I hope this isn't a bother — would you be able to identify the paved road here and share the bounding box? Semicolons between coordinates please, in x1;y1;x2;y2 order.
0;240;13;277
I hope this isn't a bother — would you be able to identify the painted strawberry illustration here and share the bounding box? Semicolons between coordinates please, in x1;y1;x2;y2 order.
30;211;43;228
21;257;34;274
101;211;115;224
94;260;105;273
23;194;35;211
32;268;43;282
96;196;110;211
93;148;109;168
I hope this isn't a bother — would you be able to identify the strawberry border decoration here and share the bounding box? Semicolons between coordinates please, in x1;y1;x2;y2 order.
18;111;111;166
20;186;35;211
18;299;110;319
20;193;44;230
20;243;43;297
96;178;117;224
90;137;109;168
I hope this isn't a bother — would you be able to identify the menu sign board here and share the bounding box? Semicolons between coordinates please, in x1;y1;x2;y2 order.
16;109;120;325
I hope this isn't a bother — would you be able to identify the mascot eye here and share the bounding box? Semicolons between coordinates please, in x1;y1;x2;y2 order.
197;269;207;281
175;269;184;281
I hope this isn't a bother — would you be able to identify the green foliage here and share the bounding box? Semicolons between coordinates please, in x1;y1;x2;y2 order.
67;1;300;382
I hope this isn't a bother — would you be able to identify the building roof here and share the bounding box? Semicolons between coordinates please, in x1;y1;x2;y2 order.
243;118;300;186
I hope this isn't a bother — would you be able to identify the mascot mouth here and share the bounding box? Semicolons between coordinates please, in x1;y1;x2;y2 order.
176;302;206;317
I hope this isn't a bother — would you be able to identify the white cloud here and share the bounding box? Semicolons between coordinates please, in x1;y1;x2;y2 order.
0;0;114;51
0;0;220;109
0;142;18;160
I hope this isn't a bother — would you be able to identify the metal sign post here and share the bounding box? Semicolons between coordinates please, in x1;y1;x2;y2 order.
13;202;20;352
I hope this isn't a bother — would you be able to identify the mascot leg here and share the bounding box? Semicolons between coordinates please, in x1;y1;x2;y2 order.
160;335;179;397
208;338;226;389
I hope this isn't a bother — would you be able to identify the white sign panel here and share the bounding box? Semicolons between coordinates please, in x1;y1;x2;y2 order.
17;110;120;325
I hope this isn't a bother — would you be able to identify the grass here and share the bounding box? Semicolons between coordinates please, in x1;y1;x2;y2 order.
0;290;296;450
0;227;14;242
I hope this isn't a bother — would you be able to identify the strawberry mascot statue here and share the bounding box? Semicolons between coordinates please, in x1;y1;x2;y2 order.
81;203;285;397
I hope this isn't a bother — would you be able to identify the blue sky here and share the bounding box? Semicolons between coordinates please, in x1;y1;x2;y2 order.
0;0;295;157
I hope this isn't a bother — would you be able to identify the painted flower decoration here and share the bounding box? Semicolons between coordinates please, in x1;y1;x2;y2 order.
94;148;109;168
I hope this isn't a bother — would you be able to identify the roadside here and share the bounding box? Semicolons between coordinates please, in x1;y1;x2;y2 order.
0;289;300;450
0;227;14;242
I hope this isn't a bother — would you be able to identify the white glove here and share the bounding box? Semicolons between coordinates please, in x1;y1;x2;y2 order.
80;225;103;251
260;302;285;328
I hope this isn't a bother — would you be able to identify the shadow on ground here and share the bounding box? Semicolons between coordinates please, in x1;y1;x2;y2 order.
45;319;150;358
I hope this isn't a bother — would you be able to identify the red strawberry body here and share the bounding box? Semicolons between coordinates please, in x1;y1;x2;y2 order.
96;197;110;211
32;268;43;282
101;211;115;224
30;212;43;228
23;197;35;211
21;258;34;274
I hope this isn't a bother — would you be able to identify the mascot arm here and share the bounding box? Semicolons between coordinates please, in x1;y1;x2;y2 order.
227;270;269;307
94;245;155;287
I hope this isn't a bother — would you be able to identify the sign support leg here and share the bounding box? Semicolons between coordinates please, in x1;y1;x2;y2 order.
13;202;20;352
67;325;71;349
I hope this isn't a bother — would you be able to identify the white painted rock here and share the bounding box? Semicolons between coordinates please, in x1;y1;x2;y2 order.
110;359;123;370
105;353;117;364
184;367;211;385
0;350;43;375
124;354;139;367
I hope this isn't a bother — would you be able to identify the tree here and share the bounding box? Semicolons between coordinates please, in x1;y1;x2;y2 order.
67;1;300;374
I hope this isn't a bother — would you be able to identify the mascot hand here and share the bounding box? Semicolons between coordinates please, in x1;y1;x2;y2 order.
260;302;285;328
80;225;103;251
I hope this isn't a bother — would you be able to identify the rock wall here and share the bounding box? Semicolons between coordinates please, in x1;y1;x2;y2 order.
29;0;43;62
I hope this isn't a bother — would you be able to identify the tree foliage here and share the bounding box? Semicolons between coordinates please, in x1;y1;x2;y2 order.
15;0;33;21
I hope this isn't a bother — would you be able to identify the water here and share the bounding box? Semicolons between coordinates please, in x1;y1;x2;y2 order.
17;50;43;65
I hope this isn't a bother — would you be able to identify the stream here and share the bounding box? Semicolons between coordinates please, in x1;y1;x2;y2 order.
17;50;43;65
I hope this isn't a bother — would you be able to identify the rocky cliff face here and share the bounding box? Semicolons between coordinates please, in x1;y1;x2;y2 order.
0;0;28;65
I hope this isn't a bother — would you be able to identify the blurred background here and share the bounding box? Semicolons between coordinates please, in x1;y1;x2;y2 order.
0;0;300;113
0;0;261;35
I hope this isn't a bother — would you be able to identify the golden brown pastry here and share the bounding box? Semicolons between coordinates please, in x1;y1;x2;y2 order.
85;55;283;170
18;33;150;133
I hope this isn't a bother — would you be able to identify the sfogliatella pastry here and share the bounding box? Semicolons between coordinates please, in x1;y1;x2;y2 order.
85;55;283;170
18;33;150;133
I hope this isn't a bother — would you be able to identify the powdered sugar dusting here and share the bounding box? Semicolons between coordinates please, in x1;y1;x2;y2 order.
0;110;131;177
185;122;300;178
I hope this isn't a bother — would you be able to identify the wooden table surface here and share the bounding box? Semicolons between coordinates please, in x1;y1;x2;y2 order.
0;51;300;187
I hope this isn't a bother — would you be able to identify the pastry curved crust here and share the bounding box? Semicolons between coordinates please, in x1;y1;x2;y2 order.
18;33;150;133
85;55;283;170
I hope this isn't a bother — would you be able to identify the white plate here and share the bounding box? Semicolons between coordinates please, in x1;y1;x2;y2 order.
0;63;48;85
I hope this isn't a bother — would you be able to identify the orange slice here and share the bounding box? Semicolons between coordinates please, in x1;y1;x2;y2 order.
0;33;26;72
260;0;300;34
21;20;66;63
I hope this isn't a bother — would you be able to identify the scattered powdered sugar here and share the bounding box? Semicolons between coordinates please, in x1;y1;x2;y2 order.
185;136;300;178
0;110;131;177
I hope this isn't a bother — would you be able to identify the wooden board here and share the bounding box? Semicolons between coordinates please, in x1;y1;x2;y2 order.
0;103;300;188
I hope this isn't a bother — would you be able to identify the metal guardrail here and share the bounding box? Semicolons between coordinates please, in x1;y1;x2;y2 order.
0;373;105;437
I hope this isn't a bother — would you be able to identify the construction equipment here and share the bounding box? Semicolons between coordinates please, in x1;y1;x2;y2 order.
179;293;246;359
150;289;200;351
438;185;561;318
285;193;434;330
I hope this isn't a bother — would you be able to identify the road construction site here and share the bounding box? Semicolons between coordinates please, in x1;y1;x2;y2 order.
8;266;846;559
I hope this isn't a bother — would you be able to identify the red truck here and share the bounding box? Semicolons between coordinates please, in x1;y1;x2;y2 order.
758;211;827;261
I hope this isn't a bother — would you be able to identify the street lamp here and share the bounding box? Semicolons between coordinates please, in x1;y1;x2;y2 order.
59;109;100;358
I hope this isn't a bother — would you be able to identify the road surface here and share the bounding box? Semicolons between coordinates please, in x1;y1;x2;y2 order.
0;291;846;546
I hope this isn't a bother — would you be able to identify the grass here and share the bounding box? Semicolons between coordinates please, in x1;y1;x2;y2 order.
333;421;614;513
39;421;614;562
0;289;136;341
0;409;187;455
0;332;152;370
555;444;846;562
####
SET EXERCISE =
Copy out word for word the part of the entries that opens with the line containing "the mascot mouth" and closes with the line containing "81;203;285;397", both of those lines included.

TASK ANSWER =
I hope this isn't a bother — would you be able to identify the mascot mouth here and share the bounding box? Semicolons between coordinates please, in x1;y1;x2;y2 order.
176;302;206;317
I hope this isn't a bother — would you be able to identify the white cloud here and share the bounding box? Semicolons between coordinates please, in x1;y1;x2;y2 order.
0;0;114;51
0;0;220;109
0;142;18;160
I hope this isn't a bother — would you be able to identify the metal sign post here and share the bounding box? Semicolons between coordinates please, in x1;y1;x2;y2 order.
13;202;20;352
I hope this isn't a bother — would you be able to identify the mascot leg here and share the bounding box? Semicolons between coordinates please, in x1;y1;x2;y2 order.
160;335;179;397
208;338;226;389
I hope this isn't a bother — would you be able to identify the white sign panel here and share the bounding box? Semicolons between coordinates please, in x1;y1;x2;y2 order.
17;110;120;325
I hope this isn't a bother — would you be able to identify the grass here and share the bounding box? Semicolons between coordinates please, in x1;y1;x2;y2 order.
0;290;296;450
0;227;14;242
I hope this isn't a bother — would you be able to identify the strawberry mascot statue here and share the bounding box? Semicolons between coordinates please, in x1;y1;x2;y2 order.
81;203;285;397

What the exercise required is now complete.